◆ **To do**:
• 1. According to the press release below, which Nebraska district is outperforming its peers in both math and reading?
• 2. Duplicate the stretch of the press release from "PRESS RELEASE" through "outcomes are achievable." word for word.

** Opening Document segment block **

PRESS RELEASE
May 13, 2026
Contact: Sam Stockwell
samuel_stockwell@gse.harvard.edu
617.495.0342
Nebraska Ranks 37th in Math and 33rd in Reading Recovery Among States, with Scores Declining in Both Subjects Since 2022
Math and reading scores have fallen further since 2022, leaving Nebraska students nearly .9 grade equivalents below 2019 levels in reading.
Chronic absenteeism remains almost 7 percentage points above pre-pandemic levels.
Westside Community Schools is outperforming its peers in both math and reading, demonstrating that better outcomes are achievable.
(May 13, 2026) In its fourth year, the Education Scorecard (a collaboration between the Center for Education Policy Research at Harvard University, The Educational Opportunity Project at Stanford University, and faculty at Dartmouth College) is issuing its annual report on district-level student growth in math and reading.
The latest report provides a high-resolution picture of where Nebraska students’ academic recovery stands, combining state test results for roughly 35 million grade 3–8 students nationwide with national assessment data to describe changes in local communities. Here’s what we found:
Nebraska:
- Nebraska ranks 37th out of 38 states in academic growth in math and 33rd out of 35 states in reading between 2022 and 2025.
- In math, the average student is performing about .19 grade equivalents below their 2022 level, and .53 grade equivalents below 2019 levels. Some districts like Lincoln, Columbus, and Omaha continue to lag behind 2019 levels.
- In reading, the average student is performing almost half a grade equivalent below their 2022 level, and about .87 grade equivalents below 2019 levels. A number of districts like Columbus, Lincoln, Hastings, and Grand Island continue to slip and remain more than a full grade equivalent behind their 2019 levels.
- Several Nebraska districts are emerging as Districts on the Rise. These districts have shown unusual progress relative to similar districts in their own state. One district is excelling in both math and reading, with Westside Community Schools outperforming its peers.

** Closing Document segment block **
** Opening Extracted records block **

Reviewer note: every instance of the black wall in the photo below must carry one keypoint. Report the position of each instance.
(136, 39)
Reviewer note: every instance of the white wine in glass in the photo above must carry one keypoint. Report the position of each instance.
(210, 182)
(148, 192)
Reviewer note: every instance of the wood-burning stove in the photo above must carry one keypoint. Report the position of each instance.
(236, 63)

** Closing Extracted records block **
** Opening Extracted records block **

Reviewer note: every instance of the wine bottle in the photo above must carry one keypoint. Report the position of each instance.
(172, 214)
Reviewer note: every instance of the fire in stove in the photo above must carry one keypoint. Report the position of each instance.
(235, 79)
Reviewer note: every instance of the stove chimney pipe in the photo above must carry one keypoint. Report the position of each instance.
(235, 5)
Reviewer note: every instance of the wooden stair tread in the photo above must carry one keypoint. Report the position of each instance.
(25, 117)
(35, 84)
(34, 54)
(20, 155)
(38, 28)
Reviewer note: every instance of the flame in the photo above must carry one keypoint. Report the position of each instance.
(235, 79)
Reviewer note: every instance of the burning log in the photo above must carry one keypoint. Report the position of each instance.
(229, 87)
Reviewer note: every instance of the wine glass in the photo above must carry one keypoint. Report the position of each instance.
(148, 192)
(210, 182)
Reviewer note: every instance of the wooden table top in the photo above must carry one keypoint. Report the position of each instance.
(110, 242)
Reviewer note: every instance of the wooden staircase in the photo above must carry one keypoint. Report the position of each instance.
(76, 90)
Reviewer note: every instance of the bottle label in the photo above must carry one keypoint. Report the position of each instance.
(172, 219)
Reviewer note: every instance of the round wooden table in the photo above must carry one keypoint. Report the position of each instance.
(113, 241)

** Closing Extracted records block **

◆ **Expected results**:
• 1. Westside Community Schools

• 2.
PRESS RELEASE
May 13, 2026
Contact: Sam Stockwell
samuel_stockwell@gse.harvard.edu
617.495.0342
Nebraska Ranks 37th in Math and 33rd in Reading Recovery Among States, with Scores Declining in Both Subjects Since 2022
Math and reading scores have fallen further since 2022, leaving Nebraska students nearly .9 grade equivalents below 2019 levels in reading.
Chronic absenteeism remains almost 7 percentage points above pre-pandemic levels.
Westside Community Schools is outperforming its peers in both math and reading, demonstrating that better outcomes are achievable.